_The data_
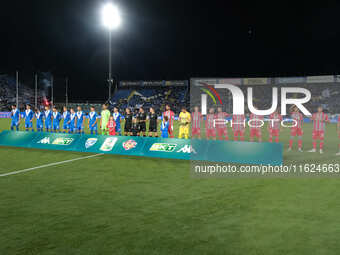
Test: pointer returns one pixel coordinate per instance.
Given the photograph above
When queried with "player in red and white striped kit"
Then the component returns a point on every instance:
(319, 125)
(238, 124)
(338, 128)
(221, 127)
(255, 127)
(297, 129)
(274, 126)
(171, 116)
(210, 129)
(196, 119)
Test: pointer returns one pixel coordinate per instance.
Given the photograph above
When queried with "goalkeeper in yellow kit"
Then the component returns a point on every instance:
(184, 120)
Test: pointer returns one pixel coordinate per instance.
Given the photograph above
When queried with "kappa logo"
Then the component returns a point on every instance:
(90, 142)
(163, 147)
(45, 140)
(63, 141)
(130, 144)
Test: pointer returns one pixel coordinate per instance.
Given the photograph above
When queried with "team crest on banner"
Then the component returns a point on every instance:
(130, 144)
(90, 142)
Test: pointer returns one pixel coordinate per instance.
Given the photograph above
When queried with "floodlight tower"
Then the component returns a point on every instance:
(111, 20)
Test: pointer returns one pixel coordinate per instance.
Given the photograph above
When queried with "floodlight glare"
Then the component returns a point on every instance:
(110, 16)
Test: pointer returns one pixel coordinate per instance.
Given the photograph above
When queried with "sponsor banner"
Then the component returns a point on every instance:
(287, 80)
(5, 115)
(256, 81)
(201, 150)
(320, 79)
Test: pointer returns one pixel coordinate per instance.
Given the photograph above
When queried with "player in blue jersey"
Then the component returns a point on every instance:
(73, 121)
(165, 127)
(80, 120)
(93, 121)
(15, 116)
(117, 116)
(28, 115)
(48, 119)
(39, 120)
(66, 117)
(56, 120)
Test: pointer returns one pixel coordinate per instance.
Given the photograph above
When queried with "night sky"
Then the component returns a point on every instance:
(162, 39)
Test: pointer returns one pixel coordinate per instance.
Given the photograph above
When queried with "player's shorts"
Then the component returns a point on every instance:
(255, 132)
(238, 133)
(196, 131)
(222, 132)
(274, 132)
(128, 127)
(48, 125)
(142, 127)
(296, 132)
(211, 132)
(318, 134)
(153, 128)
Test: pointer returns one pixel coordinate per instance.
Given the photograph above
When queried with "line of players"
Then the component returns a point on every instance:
(75, 121)
(215, 128)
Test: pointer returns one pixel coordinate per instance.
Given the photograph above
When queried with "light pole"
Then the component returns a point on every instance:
(111, 20)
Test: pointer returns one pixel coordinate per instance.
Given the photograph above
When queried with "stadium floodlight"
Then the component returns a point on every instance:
(111, 20)
(110, 16)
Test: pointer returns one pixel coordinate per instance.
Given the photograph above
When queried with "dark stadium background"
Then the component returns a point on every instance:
(167, 40)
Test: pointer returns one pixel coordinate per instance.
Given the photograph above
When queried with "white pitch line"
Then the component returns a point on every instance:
(48, 165)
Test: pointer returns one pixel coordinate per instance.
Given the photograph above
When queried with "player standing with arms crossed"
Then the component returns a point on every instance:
(210, 129)
(171, 116)
(196, 118)
(238, 124)
(66, 117)
(92, 121)
(221, 124)
(184, 128)
(319, 125)
(29, 115)
(297, 129)
(274, 126)
(104, 119)
(15, 116)
(48, 119)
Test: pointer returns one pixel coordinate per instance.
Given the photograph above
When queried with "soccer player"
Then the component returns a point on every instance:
(319, 123)
(104, 119)
(80, 120)
(56, 120)
(15, 116)
(274, 126)
(238, 124)
(171, 116)
(153, 123)
(48, 119)
(28, 115)
(210, 129)
(197, 118)
(255, 127)
(66, 117)
(117, 116)
(165, 127)
(141, 117)
(184, 128)
(297, 129)
(92, 121)
(128, 122)
(72, 124)
(220, 123)
(39, 120)
(338, 128)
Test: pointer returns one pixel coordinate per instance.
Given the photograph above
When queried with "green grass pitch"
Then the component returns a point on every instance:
(133, 205)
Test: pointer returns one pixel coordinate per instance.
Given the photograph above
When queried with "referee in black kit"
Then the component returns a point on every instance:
(153, 118)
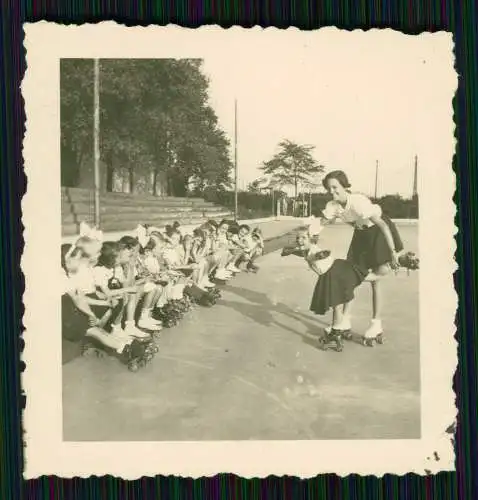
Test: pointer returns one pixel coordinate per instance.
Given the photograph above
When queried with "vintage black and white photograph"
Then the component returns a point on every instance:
(248, 243)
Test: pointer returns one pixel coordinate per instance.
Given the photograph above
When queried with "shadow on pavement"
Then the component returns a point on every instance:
(260, 308)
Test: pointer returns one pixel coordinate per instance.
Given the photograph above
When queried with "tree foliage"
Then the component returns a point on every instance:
(293, 164)
(154, 119)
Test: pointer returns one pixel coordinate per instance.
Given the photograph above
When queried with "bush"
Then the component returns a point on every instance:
(258, 205)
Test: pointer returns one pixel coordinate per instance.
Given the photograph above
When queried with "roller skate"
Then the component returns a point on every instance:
(374, 334)
(345, 328)
(149, 323)
(168, 315)
(137, 355)
(134, 332)
(332, 340)
(252, 268)
(409, 261)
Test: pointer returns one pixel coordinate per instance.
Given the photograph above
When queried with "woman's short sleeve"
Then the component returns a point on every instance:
(330, 211)
(364, 208)
(101, 276)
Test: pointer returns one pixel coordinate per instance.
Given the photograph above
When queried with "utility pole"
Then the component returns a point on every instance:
(415, 178)
(96, 135)
(235, 161)
(376, 178)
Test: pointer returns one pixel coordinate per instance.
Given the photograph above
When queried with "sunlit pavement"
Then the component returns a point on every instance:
(249, 368)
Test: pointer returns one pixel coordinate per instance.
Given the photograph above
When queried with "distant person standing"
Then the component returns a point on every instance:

_Exercise requirements_
Omit the pictures, then quote the rest of the material above exactly.

_Exercise solution_
Test: pointer returns one pixel coordinate per instance.
Given the photograph above
When queried with "player in red and white striped kit"
Then the component returns a point on every instance:
(319, 125)
(238, 124)
(338, 128)
(221, 127)
(255, 127)
(297, 129)
(274, 126)
(171, 116)
(210, 129)
(196, 119)
Test: pointer returns one pixel coordinate per instance.
Given the photograph above
When queried with "goalkeeper in yellow kit"
Then the component returns a point on every instance:
(184, 120)
Test: pointer returns one pixel coordinate per instance.
Given the photograph above
When queried with "kappa logo"
Then the component returns a point on every instance:
(90, 142)
(163, 147)
(45, 140)
(63, 141)
(130, 144)
Test: pointer returns one pixel coordinate per instance.
Given the photograph above
When queried with "team crest on banner"
Then the component returns a point on every instance:
(130, 144)
(90, 142)
Test: pointer returns one pixel coordinate per instance.
Given the photograph above
When queried with "floodlight tower"
Then the component returns a point on every instance:
(111, 20)
Test: pointer returns one pixel coordinate per instance.
Given the photograph above
When queried with "floodlight glare"
Then the component returns a point on every instance:
(110, 16)
Test: pointer returns one pixel coordinate per instance.
Given the photograph above
When queried with "sponsor banner"
Then the component returns a point on every instance:
(287, 80)
(5, 115)
(256, 81)
(201, 150)
(320, 79)
Test: pointer returns one pixel coordinate per instance.
Given the photograph above
When queried with "player in blue jersey"
Then the component returns a point on every instance:
(73, 121)
(165, 127)
(80, 120)
(93, 121)
(15, 116)
(117, 116)
(28, 115)
(48, 119)
(39, 120)
(66, 117)
(56, 120)
Test: pointer returns one pixel coordinate per instance.
Given the photograph above
When queried with "night sky"
Then the component returns a point on every instance:
(162, 39)
Test: pointer returns one pixel coordinate per instance.
Given the photograph above
When queried with "player's shorts"
Then the component returns a point on every instance:
(255, 132)
(238, 133)
(196, 131)
(222, 132)
(274, 132)
(128, 127)
(48, 125)
(142, 127)
(296, 132)
(211, 132)
(318, 134)
(153, 128)
Test: pointer returns one pixel coordinate per instance.
Given the photograph above
When queried with "line of players"
Then the component returns a point on every instance:
(75, 121)
(215, 128)
Test: pointer returns one pixel coordinate per instance.
Given the photograph above
When queried with "light pole"
Then the component returns a point on every instance:
(111, 20)
Test: pointer returns one pixel coordinate per instance.
Given the photograph above
When queried with "stadium floodlight"
Then the component returns a point on every instance:
(111, 20)
(110, 16)
Test: pointer returns one pixel coordinate per instance.
Given the photograph above
When queried with "dark stadium background"
Then the component returns a point on every instance:
(167, 40)
Test: pointer returns one pixel coordinate per instance.
Given the photograph above
When queried with "white pitch line"
Then the component returns a point on every instance:
(48, 165)
Test: pointer returns one pixel coordinate per instance.
Given the photograph above
When queried with "player standing with arms crossed"
Then the component returns a point on every instance:
(210, 129)
(171, 116)
(196, 118)
(238, 124)
(66, 117)
(92, 121)
(221, 124)
(184, 128)
(319, 125)
(29, 115)
(297, 129)
(274, 126)
(104, 119)
(15, 116)
(48, 119)
Test: pointer returns one pixel coordinate per instance.
Given the photograph above
When queried with "soccer player"
Then the component returns a point on every instance:
(319, 123)
(104, 119)
(80, 120)
(56, 120)
(15, 116)
(274, 126)
(238, 124)
(171, 116)
(153, 123)
(48, 119)
(28, 115)
(210, 129)
(197, 118)
(255, 127)
(66, 117)
(117, 116)
(165, 127)
(141, 117)
(184, 128)
(297, 129)
(92, 121)
(128, 122)
(72, 124)
(220, 123)
(39, 120)
(338, 128)
Test: pointer returns one pixel coordinate per instance.
Given the photograph above
When queried with "green grass pitch"
Then the component returns a point on every instance:
(133, 205)
Test: pointer returns one pixel coordinate per instance.
Given the photograph above
When queried with "referee in black kit"
Then the component returns a point on every instance:
(153, 118)
Test: pointer returns one pixel coordinate per instance.
Given the photograph above
When queried with "vintage black and white photograph"
Then the component returns a point on every instance:
(248, 243)
Test: pointer returns one pixel coordinate per instance.
Given the photograph above
When queried with "shadow on pavement"
Then the component returns a point on every instance:
(260, 308)
Test: pointer returns one pixel coordinate per instance.
Given the photograph above
When queried with "tree foliage"
Then the component returns a point on every instance:
(293, 164)
(154, 119)
Test: pointer returns one pixel coordinate per instance.
Given the photograph above
When queried with "bush"
Then the component returns a point on every instance:
(258, 205)
Test: pointer returns one pixel coordinate per instance.
Given the photograph above
When queried with "roller skate"
Then the component returns a point on every instance:
(374, 334)
(345, 328)
(149, 323)
(168, 315)
(137, 355)
(134, 332)
(332, 340)
(252, 268)
(409, 261)
Test: pointer returns one pixel coordinate per instance.
Given the photograph above
When queried with "woman's short sleeve"
Then the component returns a point on every instance:
(330, 211)
(364, 208)
(101, 276)
Test: pointer returns one pixel coordinate per instance.
Given the photograph above
When queried with "utility pole"
Then the component returns a point on every instance:
(415, 178)
(96, 135)
(235, 161)
(376, 178)
Test: pointer returns one pixel coordinate per instance.
Given the photograph above
When queried with "sunlit pavement"
Then the component returns a point on every instance:
(249, 368)
Test: pointer returns one pixel coordinate per instance.
Given the photograph above
When queried with "distant person standing"
Then the component returns a point on every instance:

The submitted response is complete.